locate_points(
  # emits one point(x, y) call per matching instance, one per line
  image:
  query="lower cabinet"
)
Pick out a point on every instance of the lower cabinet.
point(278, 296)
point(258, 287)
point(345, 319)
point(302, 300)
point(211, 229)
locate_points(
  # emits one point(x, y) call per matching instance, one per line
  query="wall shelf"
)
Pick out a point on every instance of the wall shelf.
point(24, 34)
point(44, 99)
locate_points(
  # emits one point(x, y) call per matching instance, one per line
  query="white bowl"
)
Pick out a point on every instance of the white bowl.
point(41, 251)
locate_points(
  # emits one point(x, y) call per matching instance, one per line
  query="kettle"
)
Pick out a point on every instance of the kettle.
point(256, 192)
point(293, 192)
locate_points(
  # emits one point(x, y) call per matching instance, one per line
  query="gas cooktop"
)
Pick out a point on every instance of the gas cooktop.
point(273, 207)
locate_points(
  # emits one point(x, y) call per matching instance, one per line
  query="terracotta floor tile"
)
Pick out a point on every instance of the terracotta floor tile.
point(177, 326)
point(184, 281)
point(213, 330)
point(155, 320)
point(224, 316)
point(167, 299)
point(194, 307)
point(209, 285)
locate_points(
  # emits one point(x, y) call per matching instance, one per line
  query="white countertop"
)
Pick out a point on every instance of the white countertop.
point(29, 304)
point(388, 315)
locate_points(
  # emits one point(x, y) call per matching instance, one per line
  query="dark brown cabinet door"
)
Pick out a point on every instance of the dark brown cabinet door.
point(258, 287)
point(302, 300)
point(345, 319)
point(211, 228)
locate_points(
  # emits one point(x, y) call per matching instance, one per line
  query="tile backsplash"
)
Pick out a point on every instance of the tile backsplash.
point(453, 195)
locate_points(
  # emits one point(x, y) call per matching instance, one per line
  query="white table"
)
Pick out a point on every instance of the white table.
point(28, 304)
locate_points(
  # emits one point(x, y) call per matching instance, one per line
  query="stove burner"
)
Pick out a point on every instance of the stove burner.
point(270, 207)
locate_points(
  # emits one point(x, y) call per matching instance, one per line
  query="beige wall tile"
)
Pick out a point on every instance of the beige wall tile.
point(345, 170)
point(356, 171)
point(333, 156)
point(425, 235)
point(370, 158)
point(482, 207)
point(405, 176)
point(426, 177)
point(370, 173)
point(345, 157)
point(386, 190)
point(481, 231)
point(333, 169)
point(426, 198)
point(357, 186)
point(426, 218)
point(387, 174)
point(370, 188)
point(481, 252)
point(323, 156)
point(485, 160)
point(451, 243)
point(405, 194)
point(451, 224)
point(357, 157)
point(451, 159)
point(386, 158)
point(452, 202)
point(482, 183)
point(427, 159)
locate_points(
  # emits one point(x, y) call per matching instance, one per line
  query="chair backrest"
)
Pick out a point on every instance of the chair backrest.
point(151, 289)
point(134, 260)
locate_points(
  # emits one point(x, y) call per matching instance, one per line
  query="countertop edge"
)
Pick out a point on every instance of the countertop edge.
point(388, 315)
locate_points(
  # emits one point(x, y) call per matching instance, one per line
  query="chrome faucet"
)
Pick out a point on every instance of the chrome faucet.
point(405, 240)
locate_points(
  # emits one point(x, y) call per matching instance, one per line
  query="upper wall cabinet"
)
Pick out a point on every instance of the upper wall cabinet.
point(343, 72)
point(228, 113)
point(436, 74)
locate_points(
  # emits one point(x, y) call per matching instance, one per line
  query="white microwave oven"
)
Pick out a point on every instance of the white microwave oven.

§ WHAT NEEDS TO BE DONE
Reproduce every line of the records above, character for character, without changing anything.

§ TASK ANSWER
locate_points(
  # emits one point(x, y) call per matching instance, one per line
  image:
  query="lower cabinet"
)
Pick out a point on every instance of the lower cabinet.
point(278, 296)
point(258, 287)
point(345, 319)
point(302, 300)
point(211, 229)
locate_points(
  # emits one point(x, y) call per matching instance, one per line
  query="wall shelf"
)
Pick out a point on every instance of the wall shelf.
point(24, 34)
point(44, 99)
locate_points(
  # emits one point(x, y) call per matching instance, one per line
  query="white bowl"
)
Pick out a point on every instance of the white bowl.
point(41, 251)
locate_points(
  # emits one point(x, y) call per matching instance, one per line
  query="kettle"
)
Pick out a point on every instance of the kettle.
point(256, 192)
point(293, 192)
locate_points(
  # emits one point(x, y) call per matching instance, one per line
  query="gas cooktop"
)
Pick out a point on every instance of the gas cooktop.
point(273, 207)
locate_points(
  # emits one point(x, y) call per matching instance, one per line
  query="terracotta floor tile"
)
Pick out a point on every instance of the terracotta floor tile.
point(177, 326)
point(184, 281)
point(213, 330)
point(155, 320)
point(224, 316)
point(167, 299)
point(194, 307)
point(209, 285)
locate_points(
  # emits one point(x, y) call per matching instance, one per line
  query="white countertop"
)
Pick out a point on every instance of the white countertop.
point(29, 304)
point(388, 315)
locate_points(
  # emits one point(x, y) call per matching instance, one per line
  query="dark brown cabinet door"
)
Pick out a point on every instance of the dark brown cabinet door.
point(258, 287)
point(302, 300)
point(345, 319)
point(211, 228)
locate_points(
  # emits one point(x, y) call per matching instance, one per line
  query="tile backsplash"
)
Pick out a point on every instance of the tile backsplash.
point(453, 195)
locate_points(
  # emits one point(x, y) call per matching instance, one per line
  query="white table"
)
Pick out a point on every instance of the white table.
point(28, 304)
locate_points(
  # emits one point(x, y) call per matching instance, one per line
  query="stove burner"
)
Pick out a point on every instance of the stove burner.
point(270, 207)
locate_points(
  # emits one point(x, y) call per matching instance, one per line
  query="beige wall tile"
)
Pick out a point on every instance of the beige wall tile.
point(345, 170)
point(356, 171)
point(333, 156)
point(425, 235)
point(370, 158)
point(482, 207)
point(405, 176)
point(426, 177)
point(370, 173)
point(345, 157)
point(386, 190)
point(481, 231)
point(333, 169)
point(426, 198)
point(357, 186)
point(426, 218)
point(387, 174)
point(370, 188)
point(481, 252)
point(323, 156)
point(485, 160)
point(451, 243)
point(405, 194)
point(451, 224)
point(357, 157)
point(451, 159)
point(386, 158)
point(452, 202)
point(482, 183)
point(427, 159)
locate_points(
  # emits one point(x, y) call per matching instance, one per line
  query="chair backrest"
)
Pick out a point on every instance of the chair backrest.
point(151, 289)
point(134, 260)
locate_points(
  # emits one point(x, y) call per matching instance, one per line
  query="countertop edge"
)
Pick out a point on every instance of the countertop edge.
point(388, 315)
locate_points(
  # emits one point(x, y) call per matching instance, one per line
  query="chrome faucet"
)
Pick out a point on every instance of the chrome faucet.
point(405, 240)
locate_points(
  # emits one point(x, y) call per matching instance, one per line
  query="upper wall cabinet"
)
Pick out a point on every instance of the upper wall cabinet.
point(343, 72)
point(228, 113)
point(436, 74)
locate_points(
  # emits one point(x, y) call per matching instance, one per line
  query="white microwave oven"
)
Pick out a point on every instance of the white microwave oven.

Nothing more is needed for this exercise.